* start *

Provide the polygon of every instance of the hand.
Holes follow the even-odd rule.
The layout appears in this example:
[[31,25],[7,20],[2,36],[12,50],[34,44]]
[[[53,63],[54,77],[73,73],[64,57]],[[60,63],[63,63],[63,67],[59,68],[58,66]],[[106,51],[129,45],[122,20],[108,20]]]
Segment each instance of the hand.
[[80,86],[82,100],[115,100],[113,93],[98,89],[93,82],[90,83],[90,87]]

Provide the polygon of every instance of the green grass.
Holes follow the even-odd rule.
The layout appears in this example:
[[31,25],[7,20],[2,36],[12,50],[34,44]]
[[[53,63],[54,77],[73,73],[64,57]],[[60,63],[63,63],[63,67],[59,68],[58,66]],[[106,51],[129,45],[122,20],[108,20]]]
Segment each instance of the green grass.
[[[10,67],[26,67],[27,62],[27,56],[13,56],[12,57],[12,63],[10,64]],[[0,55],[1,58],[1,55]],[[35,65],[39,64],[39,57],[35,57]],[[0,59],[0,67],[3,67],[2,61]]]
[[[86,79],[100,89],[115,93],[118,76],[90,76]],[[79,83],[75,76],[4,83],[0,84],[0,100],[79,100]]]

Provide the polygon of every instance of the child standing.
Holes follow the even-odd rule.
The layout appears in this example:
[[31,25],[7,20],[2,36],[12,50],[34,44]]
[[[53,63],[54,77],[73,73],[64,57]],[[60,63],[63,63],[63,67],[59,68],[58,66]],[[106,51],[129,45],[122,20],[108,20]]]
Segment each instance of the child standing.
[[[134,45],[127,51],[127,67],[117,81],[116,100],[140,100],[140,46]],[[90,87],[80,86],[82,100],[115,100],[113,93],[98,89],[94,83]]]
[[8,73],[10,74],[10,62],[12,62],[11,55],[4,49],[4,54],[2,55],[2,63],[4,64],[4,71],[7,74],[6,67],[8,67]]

* end *

■ WORK INSTRUCTIONS
Return every entry verbatim.

■ EXERCISE ANSWER
Provide the polygon of every instance of the hand.
Holes follow the even-odd rule.
The layout appears in this example:
[[31,25],[7,20],[2,36],[12,50],[34,44]]
[[[53,63],[54,77],[73,73],[64,57]],[[60,63],[63,63],[63,67],[59,68],[58,66]],[[106,51],[129,45],[122,20],[108,20]]]
Segment each instance of the hand.
[[80,86],[82,100],[115,100],[113,93],[98,89],[93,82],[90,83],[90,87]]

Provide the polygon of every instance of the green grass.
Holes follow the even-odd rule.
The layout appears in this example:
[[31,25],[7,20],[2,36],[12,50],[34,44]]
[[[53,63],[54,77],[73,73],[64,57]],[[60,63],[63,63],[63,67],[59,68],[58,66]],[[106,51],[129,45],[122,20],[108,20]]]
Segment each instance of the green grass.
[[[10,67],[26,67],[27,62],[27,56],[13,56],[12,57],[12,63],[10,64]],[[0,55],[1,58],[1,55]],[[35,65],[39,64],[39,57],[35,57]],[[0,59],[0,67],[3,67],[2,61]]]
[[[86,79],[100,89],[115,93],[118,76],[90,76]],[[79,83],[75,76],[4,83],[0,84],[0,100],[79,100]]]

Provide the polygon of every instance of the child standing.
Holes follow the even-odd rule.
The layout appears in this example:
[[31,25],[7,20],[2,36],[12,50],[34,44]]
[[[53,63],[54,77],[73,73],[64,57]],[[60,63],[63,63],[63,67],[59,68],[58,66]],[[106,51],[129,45],[122,20],[108,20]]]
Segment each instance of the child standing.
[[[134,45],[127,51],[127,67],[117,81],[116,100],[140,100],[140,46]],[[90,87],[80,86],[82,100],[115,100],[113,93],[98,89],[94,83]]]
[[8,73],[10,74],[10,62],[12,62],[11,55],[4,49],[4,54],[2,55],[2,63],[4,64],[4,71],[7,74],[6,67],[8,67]]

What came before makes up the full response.